** Begin RECORDS PROVIDED **

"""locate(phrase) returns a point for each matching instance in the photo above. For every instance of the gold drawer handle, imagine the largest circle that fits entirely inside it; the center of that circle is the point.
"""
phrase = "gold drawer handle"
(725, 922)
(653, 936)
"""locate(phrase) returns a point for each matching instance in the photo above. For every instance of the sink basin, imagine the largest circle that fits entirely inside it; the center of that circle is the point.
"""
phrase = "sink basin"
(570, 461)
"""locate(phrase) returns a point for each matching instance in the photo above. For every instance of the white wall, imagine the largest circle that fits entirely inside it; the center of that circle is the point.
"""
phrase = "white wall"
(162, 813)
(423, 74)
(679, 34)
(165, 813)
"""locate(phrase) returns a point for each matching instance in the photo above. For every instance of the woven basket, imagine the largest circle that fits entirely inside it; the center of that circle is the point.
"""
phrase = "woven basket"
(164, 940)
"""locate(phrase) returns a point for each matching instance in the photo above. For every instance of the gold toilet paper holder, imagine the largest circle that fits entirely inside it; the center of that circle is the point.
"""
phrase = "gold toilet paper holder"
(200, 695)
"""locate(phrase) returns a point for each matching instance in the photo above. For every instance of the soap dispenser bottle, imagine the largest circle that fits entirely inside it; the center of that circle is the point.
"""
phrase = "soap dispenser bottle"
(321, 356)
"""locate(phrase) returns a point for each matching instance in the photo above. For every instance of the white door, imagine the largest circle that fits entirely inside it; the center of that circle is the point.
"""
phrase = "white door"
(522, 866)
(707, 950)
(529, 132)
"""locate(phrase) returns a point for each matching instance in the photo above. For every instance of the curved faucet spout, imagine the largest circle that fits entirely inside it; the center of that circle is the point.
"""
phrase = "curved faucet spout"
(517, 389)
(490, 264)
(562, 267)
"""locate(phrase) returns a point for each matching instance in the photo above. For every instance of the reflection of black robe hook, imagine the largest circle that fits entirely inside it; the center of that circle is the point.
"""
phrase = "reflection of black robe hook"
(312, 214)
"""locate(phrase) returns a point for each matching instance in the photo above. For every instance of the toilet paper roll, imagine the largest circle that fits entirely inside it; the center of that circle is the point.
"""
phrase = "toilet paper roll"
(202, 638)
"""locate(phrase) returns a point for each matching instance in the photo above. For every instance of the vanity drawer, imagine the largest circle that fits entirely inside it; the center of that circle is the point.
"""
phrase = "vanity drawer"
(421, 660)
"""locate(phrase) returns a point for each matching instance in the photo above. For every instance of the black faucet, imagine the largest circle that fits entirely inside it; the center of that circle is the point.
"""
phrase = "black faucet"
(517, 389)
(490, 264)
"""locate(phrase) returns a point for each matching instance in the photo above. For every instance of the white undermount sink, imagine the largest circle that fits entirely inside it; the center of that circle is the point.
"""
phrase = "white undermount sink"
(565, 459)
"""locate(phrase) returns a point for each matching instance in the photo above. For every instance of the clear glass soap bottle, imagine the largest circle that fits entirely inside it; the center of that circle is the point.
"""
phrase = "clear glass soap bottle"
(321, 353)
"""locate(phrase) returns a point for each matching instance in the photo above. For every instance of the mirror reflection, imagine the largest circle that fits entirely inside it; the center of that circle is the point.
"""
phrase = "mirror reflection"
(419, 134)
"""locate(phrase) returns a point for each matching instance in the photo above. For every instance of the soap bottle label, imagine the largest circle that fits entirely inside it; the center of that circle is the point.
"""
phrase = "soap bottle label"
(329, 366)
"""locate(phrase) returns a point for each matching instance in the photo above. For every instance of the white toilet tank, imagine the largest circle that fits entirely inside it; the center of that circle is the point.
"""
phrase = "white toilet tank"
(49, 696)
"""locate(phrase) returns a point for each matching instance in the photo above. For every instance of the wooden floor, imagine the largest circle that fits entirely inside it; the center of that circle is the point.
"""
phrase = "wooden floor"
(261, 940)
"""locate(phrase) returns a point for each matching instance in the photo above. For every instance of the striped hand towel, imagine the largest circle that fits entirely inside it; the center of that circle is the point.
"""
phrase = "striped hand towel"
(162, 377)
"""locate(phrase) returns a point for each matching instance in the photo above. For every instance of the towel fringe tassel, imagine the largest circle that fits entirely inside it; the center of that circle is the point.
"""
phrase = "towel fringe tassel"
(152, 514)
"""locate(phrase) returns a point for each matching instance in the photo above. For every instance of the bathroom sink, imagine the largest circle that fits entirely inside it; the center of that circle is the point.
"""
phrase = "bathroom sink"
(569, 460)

** End RECORDS PROVIDED **

Revise the material above so that every occurrence of "largest circle" is replaced with "biggest circle". Leave all other text unchanged.

## SOLUTION TO THE PROBLEM
"""locate(phrase) returns a point for each matching instance in the photo above. For every instance of the gold drawer handle, imagine the biggest circle that fits entirely inside it; the center of that circle is the point.
"""
phrase = "gold drawer handle"
(725, 922)
(653, 936)
"""locate(phrase) returns a point for each matching instance in the photo above. For every instance of the sink basin, imagine the biggest circle that fits entirely inside it; the center of that circle is the point.
"""
phrase = "sink basin"
(570, 461)
"""locate(phrase) returns a point for each matching instance in the photo above. For every instance of the white wall, imagine the biggest circle that fits entirely inside it; the center of that circle is the point.
"""
phrase = "white wall"
(162, 813)
(423, 74)
(679, 34)
(165, 813)
"""locate(phrase) returns a point for each matching instance in the photo above. For every instance of the woven basket, imagine the biggest circle that fits entirely inside it; the center of that circle is the point.
"""
phrase = "woven basket"
(164, 940)
"""locate(phrase) returns a point for each matching instance in the photo above. For every instance of the gold toilet paper holder, imagine the biggest circle that fits entirely inside it; the center of that circle is the point.
"""
phrase = "gold toilet paper holder"
(200, 695)
"""locate(phrase) returns a point for each matching instance in the photo above. For every instance of the soap dispenser bottle, imagine the biggest circle that fits entirely inside it; the center of that circle is the point.
"""
phrase = "soap dispenser bottle"
(321, 356)
"""locate(phrase) returns a point for each matching instance in the photo above. For every instance of the white door, imagine the biggest circle that fits entirely inside it; the center of that circle is the point.
"""
phrase = "white door"
(522, 866)
(707, 950)
(529, 132)
"""locate(phrase) returns a point for each matching instance in the photo above. For every instance of the curved faucet spout, imagine the biggest circle that fits entirely inside it; the center of that circle is the point.
"""
phrase = "curved faucet spout"
(517, 389)
(490, 264)
(562, 267)
"""locate(phrase) returns a point for each matching instance in the photo above. For every instance of the reflection of black robe hook, imagine the biggest circle that fits entirely inside it; the center of that circle is the point.
"""
phrase = "reflection of black robe hook"
(312, 214)
"""locate(phrase) returns a point for each matching instance in the photo above. For every instance of the toilet paper roll, imagine the biggest circle that fits entirely inside it; the center of that circle is the point.
"""
phrase = "toilet paper roll"
(202, 638)
"""locate(phrase) returns a point for each matching instance in the photo above. For every instance of the vanity drawer, imagine the biggest circle that fits entirely inside it; the center of that circle is the point.
"""
phrase = "vanity drawer"
(421, 660)
"""locate(phrase) returns a point for each matching instance in the photo above. For every instance of the black faucet, imagine the biggest circle that fits entirely inside it; the center of that circle is the point.
"""
phrase = "black faucet"
(517, 389)
(490, 264)
"""locate(phrase) returns a point for each matching instance in the photo above. For every instance of the white undermount sink, imagine the biggest circle that fits entirely inside it; the center of that circle is the point.
"""
phrase = "white undermount sink"
(565, 459)
"""locate(phrase) returns a point for each matching instance in the photo above. For every instance of the clear glass soap bottle, imagine the biggest circle that fits entirely inside it; the center of that circle is the point.
"""
phrase = "clear glass soap bottle"
(321, 353)
"""locate(phrase) returns a point for each matching instance in the photo above. For every instance of the mirror reflection, imagine the biggest circle that fits entirely inside it; the center of that circle is the point.
"""
phrase = "mirror reflection"
(419, 134)
"""locate(phrase) returns a point for each matching instance in the photo above. For every instance of the soap bottle label, imagine the biggest circle that fits entirely inside it; the center of that circle is the point.
"""
phrase = "soap bottle label"
(329, 366)
"""locate(phrase) returns a point for each matching instance in the photo above. For every instance of the white toilet tank, imagine the biggest circle that fits entirely inside it; the center of that circle is the point.
"""
phrase = "white toilet tank"
(49, 696)
"""locate(phrase) returns a point for each matching instance in the photo above. For every instance of the wooden floor, imagine the biggest circle that fits entirely inside it; the center of that circle is the point.
"""
phrase = "wooden floor"
(261, 940)
"""locate(phrase) returns a point for each matching instance in the photo above. For every instance of the striped hand towel, imagine the biggest circle that fits entirely inside it; the center of that circle is the point.
"""
phrase = "striped hand towel"
(162, 377)
"""locate(phrase) returns a point for each matching instance in the photo above. For every instance of the towel fringe tassel, imagine the biggest circle that fits entirely inside it; the center of that circle is the point.
"""
phrase = "towel fringe tassel"
(152, 514)
"""locate(phrase) returns a point for each matching instance in the photo above. For every instance of the bathroom sink, imagine the biggest circle that fits entirely inside it; the center of that circle is the point.
"""
phrase = "bathroom sink"
(569, 460)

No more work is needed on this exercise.